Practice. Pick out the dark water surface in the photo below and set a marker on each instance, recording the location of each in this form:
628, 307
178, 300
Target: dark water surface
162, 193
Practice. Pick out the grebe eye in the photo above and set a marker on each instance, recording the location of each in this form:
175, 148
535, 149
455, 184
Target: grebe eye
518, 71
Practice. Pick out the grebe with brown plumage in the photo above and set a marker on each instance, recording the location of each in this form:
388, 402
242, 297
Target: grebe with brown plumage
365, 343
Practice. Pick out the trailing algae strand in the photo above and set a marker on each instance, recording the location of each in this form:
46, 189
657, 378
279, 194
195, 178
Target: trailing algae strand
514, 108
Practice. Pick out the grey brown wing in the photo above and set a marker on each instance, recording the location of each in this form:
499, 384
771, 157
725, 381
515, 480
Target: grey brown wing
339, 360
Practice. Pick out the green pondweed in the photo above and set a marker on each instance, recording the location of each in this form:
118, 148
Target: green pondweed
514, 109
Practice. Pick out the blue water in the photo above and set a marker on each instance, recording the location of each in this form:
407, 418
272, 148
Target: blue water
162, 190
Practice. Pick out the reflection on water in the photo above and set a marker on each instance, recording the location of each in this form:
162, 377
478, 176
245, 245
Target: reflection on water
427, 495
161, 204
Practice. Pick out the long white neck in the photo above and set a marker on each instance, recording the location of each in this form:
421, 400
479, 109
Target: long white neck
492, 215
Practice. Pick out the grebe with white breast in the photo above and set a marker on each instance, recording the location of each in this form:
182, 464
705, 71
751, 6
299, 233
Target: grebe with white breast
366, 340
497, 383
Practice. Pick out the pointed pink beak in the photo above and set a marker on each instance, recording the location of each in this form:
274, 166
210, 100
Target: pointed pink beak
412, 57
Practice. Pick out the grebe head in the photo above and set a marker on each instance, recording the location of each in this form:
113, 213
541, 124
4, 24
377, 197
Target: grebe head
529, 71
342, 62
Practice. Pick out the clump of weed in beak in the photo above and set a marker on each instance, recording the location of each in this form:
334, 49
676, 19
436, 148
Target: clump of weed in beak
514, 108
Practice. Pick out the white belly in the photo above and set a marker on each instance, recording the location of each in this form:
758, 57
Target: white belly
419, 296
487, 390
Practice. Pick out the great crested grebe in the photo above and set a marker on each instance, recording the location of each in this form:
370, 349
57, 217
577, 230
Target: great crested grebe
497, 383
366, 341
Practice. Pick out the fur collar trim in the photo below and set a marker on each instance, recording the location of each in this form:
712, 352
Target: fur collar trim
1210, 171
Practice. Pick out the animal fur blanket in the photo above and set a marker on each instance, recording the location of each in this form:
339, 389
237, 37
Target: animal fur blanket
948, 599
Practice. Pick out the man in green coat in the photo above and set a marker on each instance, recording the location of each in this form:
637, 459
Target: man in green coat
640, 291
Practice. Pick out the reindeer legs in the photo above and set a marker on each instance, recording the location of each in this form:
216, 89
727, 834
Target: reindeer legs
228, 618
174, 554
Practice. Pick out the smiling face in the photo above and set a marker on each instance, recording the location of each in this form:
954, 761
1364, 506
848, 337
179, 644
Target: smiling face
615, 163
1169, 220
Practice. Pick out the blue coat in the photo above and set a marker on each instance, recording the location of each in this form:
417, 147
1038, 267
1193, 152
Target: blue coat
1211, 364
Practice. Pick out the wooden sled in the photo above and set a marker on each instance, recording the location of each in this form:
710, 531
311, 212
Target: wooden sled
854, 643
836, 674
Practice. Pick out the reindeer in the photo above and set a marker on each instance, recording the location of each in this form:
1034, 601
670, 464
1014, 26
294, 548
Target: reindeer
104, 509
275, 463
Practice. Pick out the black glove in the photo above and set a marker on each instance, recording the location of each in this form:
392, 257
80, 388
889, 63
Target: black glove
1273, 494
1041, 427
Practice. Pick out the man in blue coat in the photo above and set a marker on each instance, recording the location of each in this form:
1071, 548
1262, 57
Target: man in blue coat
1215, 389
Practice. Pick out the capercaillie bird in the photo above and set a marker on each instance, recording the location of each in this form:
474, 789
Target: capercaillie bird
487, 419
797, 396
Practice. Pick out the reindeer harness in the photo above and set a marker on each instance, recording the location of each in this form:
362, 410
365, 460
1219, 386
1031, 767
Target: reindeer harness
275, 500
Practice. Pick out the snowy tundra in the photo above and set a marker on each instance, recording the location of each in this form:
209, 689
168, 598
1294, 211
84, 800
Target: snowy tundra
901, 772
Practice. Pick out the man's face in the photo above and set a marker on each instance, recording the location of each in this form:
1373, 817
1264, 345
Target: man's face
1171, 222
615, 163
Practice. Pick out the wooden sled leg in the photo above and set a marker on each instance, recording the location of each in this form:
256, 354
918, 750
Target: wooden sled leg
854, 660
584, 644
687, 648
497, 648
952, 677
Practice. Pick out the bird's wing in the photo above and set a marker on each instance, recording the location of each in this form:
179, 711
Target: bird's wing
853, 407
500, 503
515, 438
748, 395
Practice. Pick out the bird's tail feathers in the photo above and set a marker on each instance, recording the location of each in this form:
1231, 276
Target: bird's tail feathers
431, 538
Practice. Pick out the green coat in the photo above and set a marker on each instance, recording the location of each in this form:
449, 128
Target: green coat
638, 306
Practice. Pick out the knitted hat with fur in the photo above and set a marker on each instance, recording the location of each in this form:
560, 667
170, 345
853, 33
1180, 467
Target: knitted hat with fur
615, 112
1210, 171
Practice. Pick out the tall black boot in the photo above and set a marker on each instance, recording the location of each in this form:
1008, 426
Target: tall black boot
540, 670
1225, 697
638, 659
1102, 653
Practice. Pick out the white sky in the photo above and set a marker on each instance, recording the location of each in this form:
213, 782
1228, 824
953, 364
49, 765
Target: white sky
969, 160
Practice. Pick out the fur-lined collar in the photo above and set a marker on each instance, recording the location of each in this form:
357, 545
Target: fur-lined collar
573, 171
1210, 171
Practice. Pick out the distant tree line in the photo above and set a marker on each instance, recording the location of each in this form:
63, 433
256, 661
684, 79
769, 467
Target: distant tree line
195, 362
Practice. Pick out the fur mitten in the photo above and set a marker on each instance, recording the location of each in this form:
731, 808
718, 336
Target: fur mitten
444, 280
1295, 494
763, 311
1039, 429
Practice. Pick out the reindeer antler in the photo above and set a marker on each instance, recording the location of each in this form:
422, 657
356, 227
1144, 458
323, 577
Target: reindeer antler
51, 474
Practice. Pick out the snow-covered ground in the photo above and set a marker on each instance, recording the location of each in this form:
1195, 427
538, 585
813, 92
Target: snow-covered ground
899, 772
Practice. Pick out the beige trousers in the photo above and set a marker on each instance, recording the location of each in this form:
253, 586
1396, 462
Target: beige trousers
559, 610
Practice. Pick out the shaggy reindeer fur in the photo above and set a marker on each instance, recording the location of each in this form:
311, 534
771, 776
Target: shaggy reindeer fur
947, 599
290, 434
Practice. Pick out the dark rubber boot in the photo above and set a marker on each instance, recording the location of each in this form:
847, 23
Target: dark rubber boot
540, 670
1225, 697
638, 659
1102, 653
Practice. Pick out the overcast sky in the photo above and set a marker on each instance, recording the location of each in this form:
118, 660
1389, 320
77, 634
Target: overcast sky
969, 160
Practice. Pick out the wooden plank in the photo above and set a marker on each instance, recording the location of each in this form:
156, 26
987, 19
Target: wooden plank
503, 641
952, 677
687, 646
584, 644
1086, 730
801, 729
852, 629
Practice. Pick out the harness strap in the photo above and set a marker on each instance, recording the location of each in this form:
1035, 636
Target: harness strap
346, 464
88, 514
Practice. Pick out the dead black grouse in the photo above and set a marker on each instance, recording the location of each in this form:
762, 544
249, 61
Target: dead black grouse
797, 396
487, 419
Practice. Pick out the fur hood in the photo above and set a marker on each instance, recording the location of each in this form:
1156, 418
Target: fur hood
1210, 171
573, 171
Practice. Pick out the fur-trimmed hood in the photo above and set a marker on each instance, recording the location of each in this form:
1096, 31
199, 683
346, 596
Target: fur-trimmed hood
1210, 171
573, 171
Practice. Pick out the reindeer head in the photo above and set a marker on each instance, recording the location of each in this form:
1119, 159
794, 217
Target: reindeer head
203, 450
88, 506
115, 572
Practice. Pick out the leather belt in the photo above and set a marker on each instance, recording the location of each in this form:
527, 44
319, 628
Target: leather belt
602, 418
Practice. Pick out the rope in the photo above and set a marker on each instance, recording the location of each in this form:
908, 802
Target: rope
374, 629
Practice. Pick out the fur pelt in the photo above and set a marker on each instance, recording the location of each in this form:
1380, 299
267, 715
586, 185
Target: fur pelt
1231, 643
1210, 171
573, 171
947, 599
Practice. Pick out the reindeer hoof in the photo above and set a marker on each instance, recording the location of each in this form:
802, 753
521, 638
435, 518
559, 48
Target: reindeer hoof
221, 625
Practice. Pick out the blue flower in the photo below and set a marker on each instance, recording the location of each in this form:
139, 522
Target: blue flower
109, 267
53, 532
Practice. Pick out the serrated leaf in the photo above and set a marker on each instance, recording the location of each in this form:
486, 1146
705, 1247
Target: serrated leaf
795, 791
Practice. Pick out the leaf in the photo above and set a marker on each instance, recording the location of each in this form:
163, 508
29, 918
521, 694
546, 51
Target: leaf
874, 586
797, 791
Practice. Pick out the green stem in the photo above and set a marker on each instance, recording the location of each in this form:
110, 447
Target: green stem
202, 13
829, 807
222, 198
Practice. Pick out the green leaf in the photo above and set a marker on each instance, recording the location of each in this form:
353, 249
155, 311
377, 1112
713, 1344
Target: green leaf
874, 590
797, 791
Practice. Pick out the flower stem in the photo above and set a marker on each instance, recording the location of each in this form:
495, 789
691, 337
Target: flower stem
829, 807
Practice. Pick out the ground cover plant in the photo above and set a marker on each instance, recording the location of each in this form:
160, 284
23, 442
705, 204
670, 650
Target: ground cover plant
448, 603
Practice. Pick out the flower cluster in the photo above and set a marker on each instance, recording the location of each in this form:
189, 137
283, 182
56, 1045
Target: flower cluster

▶ **EXERCISE DETAILS**:
Everything from the line containing "Practice. Pick out the rope" to the end of the records must be written out exactly; include both of those lines and no others.

▶ **SOLUTION**:
Practice. Pick out the rope in the photo above and set a marker on each instance, recording the location of each in this form:
908, 802
Target: rope
374, 629
Practice. Pick out the fur pelt in the photo above and set a marker on each instance, recording the location of each in this form:
1380, 299
267, 715
586, 185
Target: fur pelt
1231, 643
1210, 171
573, 171
947, 599
Practice. Pick out the reindeer hoof in the photo above and set a marker on each instance, recording the location of each in this form:
802, 753
521, 638
435, 518
559, 48
Target: reindeer hoof
221, 625
Practice. Pick out the blue flower in the photo below and set a marker on each instance, recording the location of each in this form:
139, 522
Target: blue flower
109, 267
53, 532
Practice. Pick out the serrated leaf in the photo above and set a marker on each instance, recording the location of each in this form:
486, 1146
705, 1247
Target: serrated leaf
795, 791
Practice. Pick out the leaf in the photo above and set a marker on each instance, recording the location of each in this form:
163, 508
29, 918
521, 694
546, 51
Target: leaf
874, 586
797, 791
Practice. Pick out the green stem in the photo above and set a marker on each instance, recording the location of each in this form:
110, 447
Target: green stem
202, 13
829, 807
222, 198
Practice. Pick out the green leaf in the photo above and set a marker on each instance, recording the location of each in this form:
353, 249
155, 311
377, 1112
713, 1344
Target: green leaf
874, 590
797, 791
Practice. Pick out the flower stem in the photo above and set a marker on each instance, recording the location of each in this form:
495, 789
691, 337
Target: flower stem
829, 807
Practice. Pick out the ground cover plant in the photo above and set a marker on each instance, recording the location of each in this form:
160, 284
23, 442
705, 204
670, 650
Target: ground cover plant
448, 603
Practice. Pick out the flower cluster in the photo above and set a marker on each instance, recording the location of each in this form:
189, 137
283, 182
56, 1045
Target: flower cluster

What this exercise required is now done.